TEXTO DE ORIGEN:
--*--

José Luis de Vilallonga
El Rey. Conversaciones con Juan Carlos I de España
Traducción de Manuel de Lope
La Esfera de los Libros. Madrid, 2025.
La literatura, el arte en general, sirva para desvelar los enigmas de la mente humana, misterios del mundo y para todo lo contrario, enmascararlo. El arte colina con la ciencia, con la religión y con la publicidad. Sirve para revelarse contra las ideologías del “poder” –esa manida palabra-- dominante y para imponer sus trampantojos. Y en cualquiera de los dos casos, aunque nos cueste creerlo, puede ser gran arte.
Se reedita ahora, para aprovechar el impacto comercial de las nuevas memorias del rey Juan Carlos, editadas primero en francés y luego en español, las que les precedieron hace más de tres décadas, allá por 1992, el año triunfal de la nueva democracia española.
El título, El Rey. Conversaciones con Juan Carlos I de España, resulta engañoso. No se trata de un libro de entrevistas con el entonces jefe del Estado español, sino de una novela de no ficción, aunque con mucha ficción, en la que resulta mitificado protagonista. El autor, y también personaje principal, es José Luis de Vilallonga, un controvertido figurón, pero un notable cronista y memorialista, tanto en francés como en español.
Se nos cuenta la reciente historia de España como un cuento en el que hay un héroe, Juan Carlos de Borbón, que se sacrificó muchas veces por su país, pero dos principalmente: una en 1948, cuando, niño de diez años, dejó atrás a su familia para educarse cos espartana sobriedad junto al general Franco, y otra en 1981, cuando se enfrentó a los militares y salvó al país de volver a otra dictadura oa otra guerra civil.
El héroe, como en los cuentos de hadas que estudió Vladimir Propp, tuvo dos semihéroes a su lado: Felipe González y Santiago Carrillo.

--*--

MATERIAL PROPORCIONADO:
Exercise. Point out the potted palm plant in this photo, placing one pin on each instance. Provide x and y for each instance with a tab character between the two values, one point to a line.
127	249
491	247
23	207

--*--

INSTRUCCIÓN ESCRITA 1: Indica si cada afirmación coincide con la reseña. Responde sí o no y cita las palabras exactas que lo deciden. (a) La obra de Vilallonga se publicó por primera vez en 1992. (b) La obra es un libro de entrevistas con el entonces jefe del Estado. (c) La traducción corrió a cargo de Manuel de Lope.
INSTRUCCIÓN ESCRITA 2: Según la reseña, ¿por qué se reedita ahora el libro? Explícalo en una a tres oraciones.
INSTRUCCIÓN ESCRITA 3: ¿Quiénes son los dos semihéroes que, según la reseña, acompañan al héroe?

RESULTADO 1:
(a) Sí: «las que les precedieron hace más de tres décadas, allá por 1992».
(b) No: «No se trata de un libro de entrevistas con el entonces jefe del Estado español, sino de una novela de no ficción».
(c) Sí: «Traducción de Manuel de Lope».

RESULTADO 2: Se reedita para aprovechar el impacto comercial de las nuevas memorias del rey Juan Carlos. Esas memorias se publicaron primero en francés y luego en español.

RESULTADO 3: Felipe González y Santiago Carrillo.